Quote the entries in full, character for character, without their images.

[Records from a data collection]
================================

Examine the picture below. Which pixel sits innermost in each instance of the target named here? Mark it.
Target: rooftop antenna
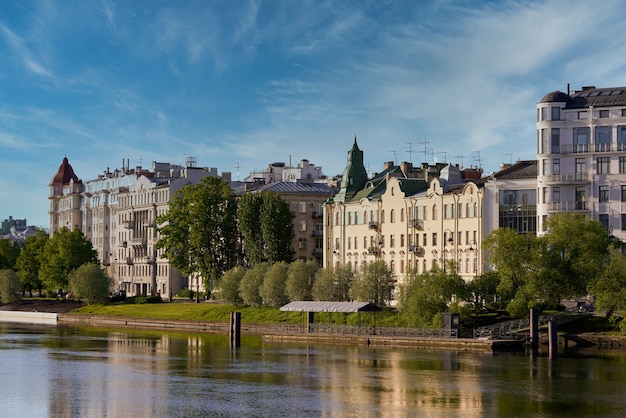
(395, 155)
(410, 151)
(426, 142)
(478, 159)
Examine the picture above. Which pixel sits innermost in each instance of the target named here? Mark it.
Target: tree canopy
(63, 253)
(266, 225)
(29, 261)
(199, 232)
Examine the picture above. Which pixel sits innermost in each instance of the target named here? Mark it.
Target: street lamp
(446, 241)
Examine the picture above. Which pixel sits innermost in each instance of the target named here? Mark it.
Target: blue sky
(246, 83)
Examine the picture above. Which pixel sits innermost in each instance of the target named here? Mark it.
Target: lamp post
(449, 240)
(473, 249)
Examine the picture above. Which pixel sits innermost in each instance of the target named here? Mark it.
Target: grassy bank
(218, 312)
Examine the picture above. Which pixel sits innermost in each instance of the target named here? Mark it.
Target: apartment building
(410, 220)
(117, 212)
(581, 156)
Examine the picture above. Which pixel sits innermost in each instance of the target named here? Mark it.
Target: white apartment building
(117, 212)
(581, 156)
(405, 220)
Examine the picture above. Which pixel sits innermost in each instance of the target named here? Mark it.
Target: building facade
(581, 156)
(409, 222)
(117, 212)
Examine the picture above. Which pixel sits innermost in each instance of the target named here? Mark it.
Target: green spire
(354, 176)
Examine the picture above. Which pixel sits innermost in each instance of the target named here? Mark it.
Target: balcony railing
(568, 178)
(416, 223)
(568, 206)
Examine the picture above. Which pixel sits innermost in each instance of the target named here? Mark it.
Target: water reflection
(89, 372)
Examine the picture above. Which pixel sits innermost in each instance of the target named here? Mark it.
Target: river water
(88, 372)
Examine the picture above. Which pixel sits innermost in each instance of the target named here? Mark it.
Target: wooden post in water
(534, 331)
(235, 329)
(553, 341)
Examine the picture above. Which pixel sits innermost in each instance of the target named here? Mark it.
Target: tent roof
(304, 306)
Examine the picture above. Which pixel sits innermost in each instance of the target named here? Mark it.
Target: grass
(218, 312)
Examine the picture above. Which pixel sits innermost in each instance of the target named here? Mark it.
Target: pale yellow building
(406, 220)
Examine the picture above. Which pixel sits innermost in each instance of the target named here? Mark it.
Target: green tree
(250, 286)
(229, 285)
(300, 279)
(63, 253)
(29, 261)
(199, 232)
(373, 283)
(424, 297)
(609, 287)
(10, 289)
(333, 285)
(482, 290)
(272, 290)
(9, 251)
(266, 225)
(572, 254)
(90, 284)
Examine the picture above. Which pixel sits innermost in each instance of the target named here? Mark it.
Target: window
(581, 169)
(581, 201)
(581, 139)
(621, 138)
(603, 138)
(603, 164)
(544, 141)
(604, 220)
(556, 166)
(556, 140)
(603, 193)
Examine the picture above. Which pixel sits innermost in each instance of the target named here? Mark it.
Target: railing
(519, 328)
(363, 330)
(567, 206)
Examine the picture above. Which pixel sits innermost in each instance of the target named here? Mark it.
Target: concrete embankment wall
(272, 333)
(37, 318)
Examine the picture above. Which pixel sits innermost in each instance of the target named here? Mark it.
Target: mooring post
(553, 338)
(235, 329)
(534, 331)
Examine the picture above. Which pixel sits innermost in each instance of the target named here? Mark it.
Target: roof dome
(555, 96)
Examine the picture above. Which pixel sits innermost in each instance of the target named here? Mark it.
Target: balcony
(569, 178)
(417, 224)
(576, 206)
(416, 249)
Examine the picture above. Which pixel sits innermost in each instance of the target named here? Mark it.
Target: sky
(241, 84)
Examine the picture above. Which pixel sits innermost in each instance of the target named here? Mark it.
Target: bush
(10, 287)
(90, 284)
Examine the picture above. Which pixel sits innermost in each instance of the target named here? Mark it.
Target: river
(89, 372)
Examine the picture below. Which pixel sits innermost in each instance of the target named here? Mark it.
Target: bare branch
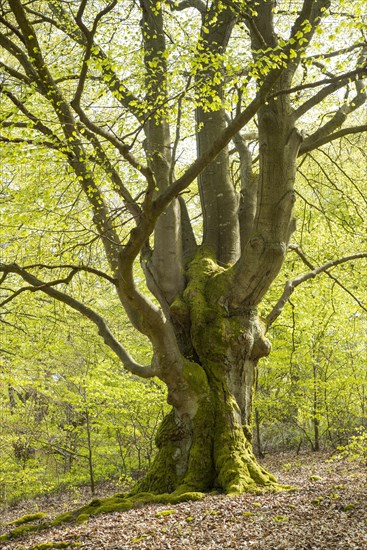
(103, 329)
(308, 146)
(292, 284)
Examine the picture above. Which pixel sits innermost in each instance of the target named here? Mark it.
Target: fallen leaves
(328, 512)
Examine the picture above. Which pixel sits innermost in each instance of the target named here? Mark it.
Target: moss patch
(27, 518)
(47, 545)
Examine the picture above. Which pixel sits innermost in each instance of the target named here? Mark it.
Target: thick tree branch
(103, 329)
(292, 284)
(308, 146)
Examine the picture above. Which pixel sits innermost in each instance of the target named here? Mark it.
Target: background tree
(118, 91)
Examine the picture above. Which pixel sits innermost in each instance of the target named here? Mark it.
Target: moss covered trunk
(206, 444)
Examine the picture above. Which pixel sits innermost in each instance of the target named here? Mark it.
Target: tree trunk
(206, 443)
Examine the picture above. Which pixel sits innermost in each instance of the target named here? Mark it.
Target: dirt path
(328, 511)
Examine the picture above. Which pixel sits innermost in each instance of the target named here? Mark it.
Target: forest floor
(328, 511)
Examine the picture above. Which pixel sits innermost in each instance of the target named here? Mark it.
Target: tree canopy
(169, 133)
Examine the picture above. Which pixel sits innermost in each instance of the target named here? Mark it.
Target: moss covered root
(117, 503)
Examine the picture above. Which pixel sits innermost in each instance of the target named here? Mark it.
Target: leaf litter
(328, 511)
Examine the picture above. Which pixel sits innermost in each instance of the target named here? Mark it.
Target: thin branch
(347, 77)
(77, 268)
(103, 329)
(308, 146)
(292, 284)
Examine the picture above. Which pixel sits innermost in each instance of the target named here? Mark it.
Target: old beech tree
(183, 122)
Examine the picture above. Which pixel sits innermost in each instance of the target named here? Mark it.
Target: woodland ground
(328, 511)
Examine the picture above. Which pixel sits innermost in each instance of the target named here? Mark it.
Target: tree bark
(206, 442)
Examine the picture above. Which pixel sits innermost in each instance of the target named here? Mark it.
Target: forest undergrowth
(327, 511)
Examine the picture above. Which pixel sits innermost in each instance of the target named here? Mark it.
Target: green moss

================================

- [REPLY]:
Examine the picture below. Which pixel sits innermost in each instance of the target named here? Mark it.
Target: rooftop antenna
(395, 155)
(410, 151)
(426, 142)
(478, 159)
Examine the picture above. Which pixel sits innermost in each instance of the target named here? Mark it.
Target: tree canopy
(63, 253)
(266, 225)
(29, 261)
(199, 232)
Examine the picture above. Which pixel sits innermost in each instance of the target named here? Mark it.
Target: street lamp
(446, 241)
Examine the picture above. Which pixel sits innermost in each instance of the target named here? Mark it.
Target: blue sky
(246, 83)
Examine the picture above. Which pixel sits innermost in each instance of the target named here? Mark it.
Target: lamp post
(449, 240)
(473, 249)
Examine the picture above. Which pixel sits innermost in each instance of the target named here? Mark it.
Target: grassy bank
(218, 312)
Examine the picture above. Which pixel sits innermost in each instance of the target named here? Mark it.
Target: apartment building
(410, 220)
(117, 212)
(581, 156)
Examine the picture above. Which pixel sits innermost in each instance of the target named here? Mark it.
Target: white apartment building
(117, 212)
(581, 156)
(405, 220)
Examine the picture above. Which pixel sits innermost in each instance of the target named here? Mark it.
Target: building facade
(581, 156)
(409, 222)
(117, 212)
Examine the picture above. Which pixel sits innermost in each instance of the target named here? Mark it.
Target: green spire
(354, 176)
Examine the picture above. Which pixel sits innermost in each instance of the target named here? Mark it.
Target: balcony railing
(568, 178)
(416, 223)
(568, 206)
Examine the picture above. Which pixel sits innermost in each instance of the target named here? Mark it.
Target: water reflection
(89, 372)
Examine the picture above. Which pixel sits innermost in each instance of the target named here? Mark it.
Target: river water
(88, 372)
Examine the picture above. Which pixel sits innermost in each instance of the target named here? Mark it.
Target: wooden post in water
(534, 331)
(235, 329)
(553, 341)
Examine the picture above. Which pixel sits innermost in each instance of the target named here? Mark it.
Target: tent roof
(304, 306)
Examine the picture above. Which pixel sits innermost in each instance of the target named here? Mark it.
Target: grass
(218, 312)
Examine the picture above. Which pixel sits innermost in each instance of the target named here? Mark it.
Target: pale yellow building
(406, 220)
Examine the picture above. Which pixel sits innermost in each instance of the target named here? Mark it.
Target: green tree
(250, 286)
(229, 285)
(300, 279)
(63, 253)
(29, 261)
(199, 232)
(373, 283)
(424, 297)
(609, 287)
(10, 289)
(333, 285)
(482, 290)
(272, 290)
(9, 251)
(266, 225)
(572, 254)
(90, 284)
Examine the picture above. Which pixel sits innermost in each instance of the target named here? Mark it.
Target: window
(581, 169)
(581, 201)
(581, 139)
(621, 138)
(603, 138)
(603, 164)
(544, 141)
(604, 220)
(556, 166)
(556, 140)
(603, 193)
Examine the picture above. Which pixel sits innermost in each instance of the target named here? Mark it.
Target: railing
(519, 328)
(363, 330)
(567, 206)
Examine the picture above. Which pixel sits innermost in each instance of the target named here? Mark it.
Target: concrete embankment wall
(272, 333)
(37, 318)
Examine the picture above. Which pixel sits innermost in each instance of the target named here? Mark it.
Target: mooring post
(553, 338)
(235, 329)
(534, 331)
Examine the picture above. Which pixel sits innermost in each instance of the target named here? Mark it.
Target: roof dome
(555, 96)
Examine the picture above. Which pixel sits innermost in each instance of the target named here? Mark it.
Target: balcony
(569, 178)
(417, 224)
(576, 206)
(416, 249)
Examine the picture above. Which pixel sits innermost in each instance of the target named here? Mark it.
Target: sky
(241, 84)
Examine the picture above. Which pixel sits innermost in each instance of the target named here? Mark it.
Target: bush
(10, 287)
(90, 284)
Examine the picture above. Which pixel sits innermost in each instance of the target named here? Mark it.
Target: river
(89, 372)
Examine the picture below. Which pixel sits innermost in each instance of the target named here? Mark it.
Target: bare branch
(103, 329)
(308, 146)
(292, 284)
Examine the picture above. Which pixel sits innermost in each instance of the target named here? Mark it.
Target: fallen leaves
(328, 512)
Examine the picture above. Which pixel sits innermost in each instance of the target named here? Mark it.
Target: moss patch
(27, 518)
(47, 545)
Examine the picture above. Which pixel sits innermost in each instance of the target named here? Mark it.
Target: thick tree branch
(103, 329)
(292, 284)
(308, 146)
Examine the picture above. Which pixel sits innermost in each instance of the target named here? Mark it.
Target: background tree
(118, 91)
Examine the picture above. Which pixel sits innermost in each instance of the target named here? Mark it.
Target: moss covered trunk
(206, 444)
Examine the picture above. Which pixel sits innermost in each instance of the target named here? Mark it.
Target: tree trunk
(206, 443)
Examine the picture above. Which pixel sits innermost in each instance of the target named here? Mark it.
Target: dirt path
(328, 511)
Examine the picture above. Which pixel sits innermost in each instance of the target named here? Mark it.
Target: forest floor
(328, 511)
Examine the picture above. Which pixel sits innermost in each instance of the target named here? Mark it.
Target: tree canopy
(169, 133)
Examine the picture above. Which pixel sits innermost in each instance of the target named here? Mark it.
Target: moss covered root
(117, 503)
Examine the picture above. Which pixel sits innermost in each instance of the target named here? Mark it.
Target: leaf litter
(328, 511)
Examine the picture above. Which pixel sits innermost in each instance of the target named here? Mark it.
Target: thin branch
(347, 77)
(77, 268)
(103, 329)
(308, 146)
(292, 284)
Examine the picture above. Which pixel sits innermost in each instance of the target named here? Mark it.
Target: old beech tree
(183, 122)
Examine the picture above. Which pixel sits innermost in each instance of the target named here? Mark it.
Target: woodland ground
(328, 511)
Examine the picture above. Which pixel sits innermost in each instance of the target named here? Mark it.
Target: tree bark
(206, 442)
Examine the picture above. Which pixel sits innermost in each instance of the target named here? Mark it.
Target: forest undergrowth
(327, 511)
Examine the picture above. Which pixel sits innermost in each instance of the target named here? Mark it.
Target: green moss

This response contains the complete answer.